EXERCISE REQUIREMENTS: Switch "water reflection" to "pool reflection" in the lines from the line with "Return the mask of every instance of the water" up to and including the line with "Outlines of the water", changing nothing else. Return only those lines.
───── EXERCISE INPUT ─────
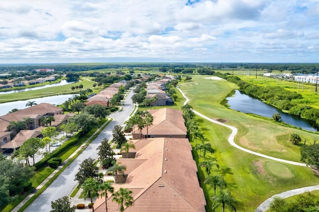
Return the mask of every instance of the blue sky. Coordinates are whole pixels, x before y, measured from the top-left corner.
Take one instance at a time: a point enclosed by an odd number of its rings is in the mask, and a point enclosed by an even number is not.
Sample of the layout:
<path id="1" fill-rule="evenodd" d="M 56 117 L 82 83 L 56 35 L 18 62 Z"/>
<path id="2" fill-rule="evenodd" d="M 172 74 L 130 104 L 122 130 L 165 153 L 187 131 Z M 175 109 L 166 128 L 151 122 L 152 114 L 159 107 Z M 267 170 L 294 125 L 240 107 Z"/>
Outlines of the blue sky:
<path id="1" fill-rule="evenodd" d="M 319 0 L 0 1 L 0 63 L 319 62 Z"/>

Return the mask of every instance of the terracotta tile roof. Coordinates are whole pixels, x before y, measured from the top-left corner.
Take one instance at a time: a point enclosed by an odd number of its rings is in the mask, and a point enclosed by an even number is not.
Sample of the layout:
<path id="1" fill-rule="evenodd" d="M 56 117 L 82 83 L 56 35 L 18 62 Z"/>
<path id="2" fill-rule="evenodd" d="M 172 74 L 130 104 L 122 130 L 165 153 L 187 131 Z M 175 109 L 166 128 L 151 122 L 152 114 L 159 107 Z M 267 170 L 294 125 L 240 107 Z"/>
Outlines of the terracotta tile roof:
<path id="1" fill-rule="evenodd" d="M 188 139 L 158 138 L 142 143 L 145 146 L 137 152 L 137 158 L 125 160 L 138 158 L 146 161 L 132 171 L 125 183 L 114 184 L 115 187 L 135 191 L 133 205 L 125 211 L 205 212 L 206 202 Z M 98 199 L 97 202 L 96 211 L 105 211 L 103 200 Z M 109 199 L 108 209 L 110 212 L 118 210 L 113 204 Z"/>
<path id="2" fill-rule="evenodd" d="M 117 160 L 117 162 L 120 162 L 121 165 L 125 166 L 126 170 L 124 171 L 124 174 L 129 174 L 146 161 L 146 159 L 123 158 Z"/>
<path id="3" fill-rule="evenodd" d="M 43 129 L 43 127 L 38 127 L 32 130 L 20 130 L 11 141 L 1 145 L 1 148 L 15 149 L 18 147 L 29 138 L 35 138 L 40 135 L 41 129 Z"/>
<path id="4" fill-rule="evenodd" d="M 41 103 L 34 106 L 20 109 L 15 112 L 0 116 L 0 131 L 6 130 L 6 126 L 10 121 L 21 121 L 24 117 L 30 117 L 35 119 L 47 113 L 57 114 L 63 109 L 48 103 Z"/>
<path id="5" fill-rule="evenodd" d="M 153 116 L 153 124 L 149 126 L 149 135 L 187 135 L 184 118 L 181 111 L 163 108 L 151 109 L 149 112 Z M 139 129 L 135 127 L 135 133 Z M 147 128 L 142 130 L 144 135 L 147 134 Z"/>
─────
───── EXERCISE INPUT ─────
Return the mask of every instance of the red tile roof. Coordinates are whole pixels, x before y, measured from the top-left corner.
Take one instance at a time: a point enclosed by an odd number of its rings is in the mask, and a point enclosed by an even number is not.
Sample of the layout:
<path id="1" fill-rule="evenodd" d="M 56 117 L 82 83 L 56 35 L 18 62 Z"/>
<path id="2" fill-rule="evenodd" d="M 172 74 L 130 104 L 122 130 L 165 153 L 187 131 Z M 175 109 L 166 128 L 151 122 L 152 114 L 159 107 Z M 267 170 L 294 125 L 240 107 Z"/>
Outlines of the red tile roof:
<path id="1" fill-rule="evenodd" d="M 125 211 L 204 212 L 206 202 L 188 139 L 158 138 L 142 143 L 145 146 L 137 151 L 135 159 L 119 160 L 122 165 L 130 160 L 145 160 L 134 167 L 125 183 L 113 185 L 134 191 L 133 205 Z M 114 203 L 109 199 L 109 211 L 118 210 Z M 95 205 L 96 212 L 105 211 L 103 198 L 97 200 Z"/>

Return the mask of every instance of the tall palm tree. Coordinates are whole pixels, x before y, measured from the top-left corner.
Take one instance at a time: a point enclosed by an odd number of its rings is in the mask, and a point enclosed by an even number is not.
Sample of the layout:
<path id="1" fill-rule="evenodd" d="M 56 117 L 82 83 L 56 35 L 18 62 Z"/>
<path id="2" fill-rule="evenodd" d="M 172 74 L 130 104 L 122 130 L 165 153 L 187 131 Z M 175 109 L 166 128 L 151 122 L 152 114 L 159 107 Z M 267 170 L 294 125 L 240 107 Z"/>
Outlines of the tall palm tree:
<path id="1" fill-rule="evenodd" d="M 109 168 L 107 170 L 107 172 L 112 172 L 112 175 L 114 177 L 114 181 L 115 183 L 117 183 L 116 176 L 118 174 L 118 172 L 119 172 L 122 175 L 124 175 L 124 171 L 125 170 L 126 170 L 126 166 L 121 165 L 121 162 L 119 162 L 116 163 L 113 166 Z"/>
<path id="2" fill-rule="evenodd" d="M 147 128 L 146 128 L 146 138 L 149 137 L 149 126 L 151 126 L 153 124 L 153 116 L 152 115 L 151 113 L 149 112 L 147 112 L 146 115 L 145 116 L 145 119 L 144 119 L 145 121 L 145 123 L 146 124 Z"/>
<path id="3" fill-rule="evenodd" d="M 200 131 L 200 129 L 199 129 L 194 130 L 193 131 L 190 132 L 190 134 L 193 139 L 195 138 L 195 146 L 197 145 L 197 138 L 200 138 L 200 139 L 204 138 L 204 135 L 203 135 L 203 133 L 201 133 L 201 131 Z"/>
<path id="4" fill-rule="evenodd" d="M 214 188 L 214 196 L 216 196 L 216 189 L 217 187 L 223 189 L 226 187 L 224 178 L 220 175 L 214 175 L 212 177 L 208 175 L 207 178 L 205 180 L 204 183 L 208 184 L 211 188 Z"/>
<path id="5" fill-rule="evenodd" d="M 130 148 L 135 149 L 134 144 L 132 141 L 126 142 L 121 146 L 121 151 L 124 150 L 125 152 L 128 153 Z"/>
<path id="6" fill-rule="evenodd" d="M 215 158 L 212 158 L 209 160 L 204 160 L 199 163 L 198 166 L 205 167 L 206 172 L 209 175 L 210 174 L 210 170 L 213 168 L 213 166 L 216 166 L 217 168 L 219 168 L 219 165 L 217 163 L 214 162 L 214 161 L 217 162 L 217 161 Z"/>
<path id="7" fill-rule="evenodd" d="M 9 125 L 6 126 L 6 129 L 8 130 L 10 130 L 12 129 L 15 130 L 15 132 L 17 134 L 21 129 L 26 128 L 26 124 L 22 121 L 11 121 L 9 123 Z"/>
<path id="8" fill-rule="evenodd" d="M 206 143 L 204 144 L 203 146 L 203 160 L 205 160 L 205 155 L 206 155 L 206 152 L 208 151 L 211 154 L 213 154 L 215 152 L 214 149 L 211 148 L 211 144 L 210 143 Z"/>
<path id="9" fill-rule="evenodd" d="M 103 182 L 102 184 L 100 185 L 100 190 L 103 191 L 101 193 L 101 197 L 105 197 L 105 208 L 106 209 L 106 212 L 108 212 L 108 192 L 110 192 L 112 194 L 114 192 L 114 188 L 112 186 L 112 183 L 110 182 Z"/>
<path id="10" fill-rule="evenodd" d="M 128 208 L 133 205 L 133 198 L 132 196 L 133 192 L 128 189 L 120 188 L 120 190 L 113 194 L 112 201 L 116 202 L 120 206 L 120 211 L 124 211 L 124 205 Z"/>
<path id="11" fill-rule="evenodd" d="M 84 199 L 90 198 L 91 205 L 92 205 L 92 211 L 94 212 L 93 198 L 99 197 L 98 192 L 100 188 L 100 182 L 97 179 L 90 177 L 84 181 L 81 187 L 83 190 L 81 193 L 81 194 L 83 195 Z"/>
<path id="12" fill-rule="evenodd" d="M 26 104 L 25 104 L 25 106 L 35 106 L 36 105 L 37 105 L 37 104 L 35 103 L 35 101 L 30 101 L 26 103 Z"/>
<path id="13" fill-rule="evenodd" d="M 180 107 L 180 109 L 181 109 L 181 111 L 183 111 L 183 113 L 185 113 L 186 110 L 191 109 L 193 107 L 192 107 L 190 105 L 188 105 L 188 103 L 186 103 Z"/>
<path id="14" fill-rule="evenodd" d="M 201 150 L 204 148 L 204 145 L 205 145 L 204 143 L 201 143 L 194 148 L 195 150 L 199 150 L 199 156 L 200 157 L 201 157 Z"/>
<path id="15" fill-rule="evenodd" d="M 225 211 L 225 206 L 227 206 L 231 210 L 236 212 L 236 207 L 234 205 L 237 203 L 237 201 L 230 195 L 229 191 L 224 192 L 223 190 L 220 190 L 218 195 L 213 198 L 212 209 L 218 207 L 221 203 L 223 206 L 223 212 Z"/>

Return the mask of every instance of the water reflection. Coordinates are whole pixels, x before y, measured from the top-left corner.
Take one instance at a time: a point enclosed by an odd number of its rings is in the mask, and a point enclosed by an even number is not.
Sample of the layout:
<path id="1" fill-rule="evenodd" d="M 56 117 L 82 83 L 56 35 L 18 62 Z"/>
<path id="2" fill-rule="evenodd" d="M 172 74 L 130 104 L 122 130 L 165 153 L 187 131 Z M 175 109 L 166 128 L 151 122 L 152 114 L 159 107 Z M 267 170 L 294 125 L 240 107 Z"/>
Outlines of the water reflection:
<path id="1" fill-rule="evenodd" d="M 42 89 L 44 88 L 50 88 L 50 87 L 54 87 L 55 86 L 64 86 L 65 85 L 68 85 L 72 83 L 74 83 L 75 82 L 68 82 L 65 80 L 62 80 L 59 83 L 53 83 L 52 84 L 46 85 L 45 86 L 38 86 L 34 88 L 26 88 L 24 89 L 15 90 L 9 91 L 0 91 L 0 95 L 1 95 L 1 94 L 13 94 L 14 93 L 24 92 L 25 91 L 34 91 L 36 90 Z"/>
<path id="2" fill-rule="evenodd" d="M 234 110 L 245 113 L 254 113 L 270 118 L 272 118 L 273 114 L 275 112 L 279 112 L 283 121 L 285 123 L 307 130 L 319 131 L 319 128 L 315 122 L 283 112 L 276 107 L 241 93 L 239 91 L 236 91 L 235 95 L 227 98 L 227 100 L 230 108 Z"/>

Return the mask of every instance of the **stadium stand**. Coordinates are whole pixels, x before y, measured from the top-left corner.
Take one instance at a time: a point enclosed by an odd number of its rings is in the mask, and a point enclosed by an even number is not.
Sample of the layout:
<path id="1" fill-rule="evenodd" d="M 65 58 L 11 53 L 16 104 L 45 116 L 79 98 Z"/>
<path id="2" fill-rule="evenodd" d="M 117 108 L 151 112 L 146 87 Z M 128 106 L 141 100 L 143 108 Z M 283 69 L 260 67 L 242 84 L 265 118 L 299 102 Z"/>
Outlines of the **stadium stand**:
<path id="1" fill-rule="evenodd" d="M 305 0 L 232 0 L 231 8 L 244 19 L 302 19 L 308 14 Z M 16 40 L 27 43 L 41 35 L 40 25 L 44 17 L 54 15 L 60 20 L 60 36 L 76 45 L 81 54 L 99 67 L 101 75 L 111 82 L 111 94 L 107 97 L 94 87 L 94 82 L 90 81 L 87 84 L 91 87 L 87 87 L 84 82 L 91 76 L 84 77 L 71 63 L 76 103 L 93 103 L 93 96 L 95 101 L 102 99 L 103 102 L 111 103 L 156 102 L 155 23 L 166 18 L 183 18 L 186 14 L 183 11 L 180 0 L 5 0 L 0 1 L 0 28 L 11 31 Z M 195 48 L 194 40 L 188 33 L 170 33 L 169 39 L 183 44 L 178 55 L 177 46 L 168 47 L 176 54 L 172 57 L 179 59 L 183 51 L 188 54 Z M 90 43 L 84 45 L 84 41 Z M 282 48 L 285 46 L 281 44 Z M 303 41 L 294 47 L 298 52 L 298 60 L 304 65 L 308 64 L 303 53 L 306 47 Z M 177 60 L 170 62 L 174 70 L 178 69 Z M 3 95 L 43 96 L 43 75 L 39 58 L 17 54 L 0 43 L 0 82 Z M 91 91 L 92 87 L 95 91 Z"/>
─────
THE REPLY:
Return the mask of every instance of the pool reflection. Coordinates are whole pixels, x before y, measured from the top-left corner.
Take one instance at a time: a point enclosed by an odd number of its rings is in the mask, and a point enclosed by an even number is not.
Sample of the layout:
<path id="1" fill-rule="evenodd" d="M 56 117 L 82 83 L 56 35 L 18 62 Z"/>
<path id="2" fill-rule="evenodd" d="M 172 74 L 130 104 L 122 130 L 165 153 L 187 131 Z M 175 109 L 166 128 L 151 122 L 152 114 L 159 107 Z M 267 170 L 294 125 L 240 107 Z"/>
Outlines of the pool reflection:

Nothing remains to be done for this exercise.